INFORMATION GIVEN start

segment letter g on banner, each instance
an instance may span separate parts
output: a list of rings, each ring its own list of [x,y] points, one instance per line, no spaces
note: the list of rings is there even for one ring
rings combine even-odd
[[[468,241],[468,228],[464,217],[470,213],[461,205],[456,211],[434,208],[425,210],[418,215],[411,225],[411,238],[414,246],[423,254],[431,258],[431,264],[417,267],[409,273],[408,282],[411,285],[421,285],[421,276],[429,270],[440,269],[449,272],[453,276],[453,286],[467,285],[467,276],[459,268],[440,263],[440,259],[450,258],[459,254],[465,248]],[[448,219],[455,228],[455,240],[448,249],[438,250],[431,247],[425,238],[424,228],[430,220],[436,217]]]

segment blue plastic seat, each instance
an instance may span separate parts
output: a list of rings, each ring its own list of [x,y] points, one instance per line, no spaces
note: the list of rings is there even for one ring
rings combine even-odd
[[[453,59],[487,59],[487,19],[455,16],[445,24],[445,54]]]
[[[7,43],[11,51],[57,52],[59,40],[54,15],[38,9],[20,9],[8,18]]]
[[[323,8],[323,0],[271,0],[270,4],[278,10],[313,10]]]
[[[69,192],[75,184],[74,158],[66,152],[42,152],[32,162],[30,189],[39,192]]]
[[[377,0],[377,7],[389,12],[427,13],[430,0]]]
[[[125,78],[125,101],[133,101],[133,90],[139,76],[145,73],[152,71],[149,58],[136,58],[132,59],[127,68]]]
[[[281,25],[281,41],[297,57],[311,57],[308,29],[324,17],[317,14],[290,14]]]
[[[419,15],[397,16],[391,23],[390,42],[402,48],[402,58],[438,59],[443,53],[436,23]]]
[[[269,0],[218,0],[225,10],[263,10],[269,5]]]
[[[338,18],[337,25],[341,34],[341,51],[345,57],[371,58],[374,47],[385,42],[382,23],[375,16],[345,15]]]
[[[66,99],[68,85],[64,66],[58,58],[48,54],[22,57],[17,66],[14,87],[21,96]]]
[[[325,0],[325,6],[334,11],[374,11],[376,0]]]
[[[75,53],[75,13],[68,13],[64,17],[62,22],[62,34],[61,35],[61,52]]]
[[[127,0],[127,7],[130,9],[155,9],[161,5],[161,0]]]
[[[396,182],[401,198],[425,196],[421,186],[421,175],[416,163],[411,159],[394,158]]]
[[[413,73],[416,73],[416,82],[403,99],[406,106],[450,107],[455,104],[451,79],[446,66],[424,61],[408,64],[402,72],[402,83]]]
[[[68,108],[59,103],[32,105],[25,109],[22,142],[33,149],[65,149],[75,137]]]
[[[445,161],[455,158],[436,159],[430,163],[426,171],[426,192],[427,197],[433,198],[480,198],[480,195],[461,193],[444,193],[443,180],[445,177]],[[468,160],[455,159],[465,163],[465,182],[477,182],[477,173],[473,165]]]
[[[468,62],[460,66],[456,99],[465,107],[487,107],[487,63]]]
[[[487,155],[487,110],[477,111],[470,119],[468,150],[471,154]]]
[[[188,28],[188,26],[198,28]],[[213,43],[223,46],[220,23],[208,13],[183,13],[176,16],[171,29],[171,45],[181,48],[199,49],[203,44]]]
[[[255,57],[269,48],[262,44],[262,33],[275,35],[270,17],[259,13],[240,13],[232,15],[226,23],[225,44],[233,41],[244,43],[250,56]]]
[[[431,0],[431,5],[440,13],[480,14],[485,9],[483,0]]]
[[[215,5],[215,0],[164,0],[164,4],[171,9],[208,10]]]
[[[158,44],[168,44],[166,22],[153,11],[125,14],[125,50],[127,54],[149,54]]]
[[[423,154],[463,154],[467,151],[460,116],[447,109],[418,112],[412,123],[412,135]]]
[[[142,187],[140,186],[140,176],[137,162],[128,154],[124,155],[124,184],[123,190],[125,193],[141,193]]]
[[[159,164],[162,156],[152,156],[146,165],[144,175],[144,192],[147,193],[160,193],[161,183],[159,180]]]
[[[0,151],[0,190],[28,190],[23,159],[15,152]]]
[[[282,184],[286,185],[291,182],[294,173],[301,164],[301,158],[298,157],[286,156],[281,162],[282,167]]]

INFORMATION GIVEN end

THE TASK>
Quote each line of the listing above exactly.

PROBLEM SOLUTION>
segment letter g on banner, each instance
an instance may span separate parts
output: a list of rings, each ring its own list of [x,y] points, one instance per line, no spaces
note: the list of rings is there even for one ring
rings combine even-odd
[[[468,241],[468,228],[464,217],[470,213],[461,205],[456,211],[434,208],[425,210],[418,215],[411,225],[411,238],[414,246],[423,254],[431,258],[431,264],[417,267],[409,273],[408,282],[411,285],[421,285],[421,276],[429,270],[440,269],[449,272],[453,276],[453,286],[467,285],[467,276],[459,268],[440,263],[440,259],[450,258],[459,254],[465,248]],[[448,219],[455,228],[455,240],[448,249],[438,250],[431,247],[425,238],[424,228],[430,220],[436,217]]]

segment blue plastic seat, each instance
an instance may span separate parts
output: a list of rings, each ring its own list of [x,y] points, one instance per line, no spaces
note: the list of rings is there even for one ring
rings combine even-odd
[[[453,59],[487,59],[487,19],[455,16],[445,24],[445,54]]]
[[[7,43],[11,51],[57,52],[59,40],[54,15],[38,9],[20,9],[8,18]]]
[[[323,8],[323,0],[271,0],[270,4],[278,10],[313,10]]]
[[[69,192],[75,184],[74,158],[66,152],[42,152],[32,162],[30,189],[39,192]]]
[[[377,0],[377,7],[389,12],[427,13],[430,0]]]
[[[125,78],[125,101],[133,101],[133,90],[139,76],[145,73],[152,71],[149,58],[136,58],[132,59],[127,68]]]
[[[281,25],[281,41],[297,57],[311,57],[308,29],[324,17],[317,14],[290,14]]]
[[[419,15],[397,16],[391,23],[390,42],[402,48],[402,58],[438,59],[443,53],[436,23]]]
[[[269,0],[218,0],[225,10],[263,10],[269,5]]]
[[[338,18],[337,25],[341,34],[341,51],[345,57],[371,58],[374,47],[385,42],[382,23],[375,16],[345,15]]]
[[[66,99],[68,85],[64,66],[58,58],[48,54],[22,57],[17,66],[14,87],[21,96]]]
[[[325,0],[325,6],[334,11],[374,11],[376,0]]]
[[[75,53],[75,13],[68,13],[64,17],[62,22],[62,34],[61,35],[61,52]]]
[[[127,0],[127,7],[130,9],[155,9],[161,5],[161,0]]]
[[[396,182],[401,198],[425,196],[421,186],[421,175],[416,163],[411,159],[394,158]]]
[[[413,73],[416,73],[416,82],[403,99],[406,106],[450,107],[455,104],[451,79],[446,66],[424,61],[408,64],[402,72],[402,83]]]
[[[68,108],[59,103],[32,105],[25,109],[22,142],[33,149],[65,149],[75,137]]]
[[[445,161],[455,158],[436,159],[430,163],[426,171],[426,192],[427,197],[433,198],[480,198],[480,195],[461,193],[444,193],[443,180],[445,177]],[[468,160],[455,159],[465,163],[465,182],[477,182],[477,173],[473,165]]]
[[[468,62],[460,66],[456,99],[465,107],[487,107],[487,63]]]
[[[487,155],[487,110],[477,111],[470,119],[468,150],[471,154]]]
[[[188,28],[188,26],[198,28]],[[213,43],[223,46],[220,23],[208,13],[183,13],[176,16],[171,29],[171,45],[181,48],[199,49],[203,44]]]
[[[255,57],[269,48],[262,44],[262,33],[275,35],[270,17],[259,13],[240,13],[232,15],[226,23],[225,44],[233,41],[244,43],[250,56]]]
[[[431,0],[431,5],[440,13],[480,14],[485,9],[483,0]]]
[[[215,5],[215,0],[164,0],[164,4],[171,9],[208,10]]]
[[[158,44],[168,44],[166,22],[153,11],[125,14],[125,50],[127,54],[149,54]]]
[[[423,154],[463,154],[467,151],[460,116],[447,109],[418,112],[412,123],[412,135]]]
[[[142,187],[140,186],[140,176],[137,162],[128,154],[124,155],[124,184],[123,190],[125,193],[141,193]]]
[[[159,164],[162,156],[152,156],[146,165],[144,175],[144,192],[147,193],[160,193],[161,183],[159,180]]]
[[[0,151],[0,190],[28,190],[23,159],[15,152]]]
[[[282,184],[286,185],[291,182],[294,173],[301,164],[301,158],[298,157],[286,156],[281,162],[282,167]]]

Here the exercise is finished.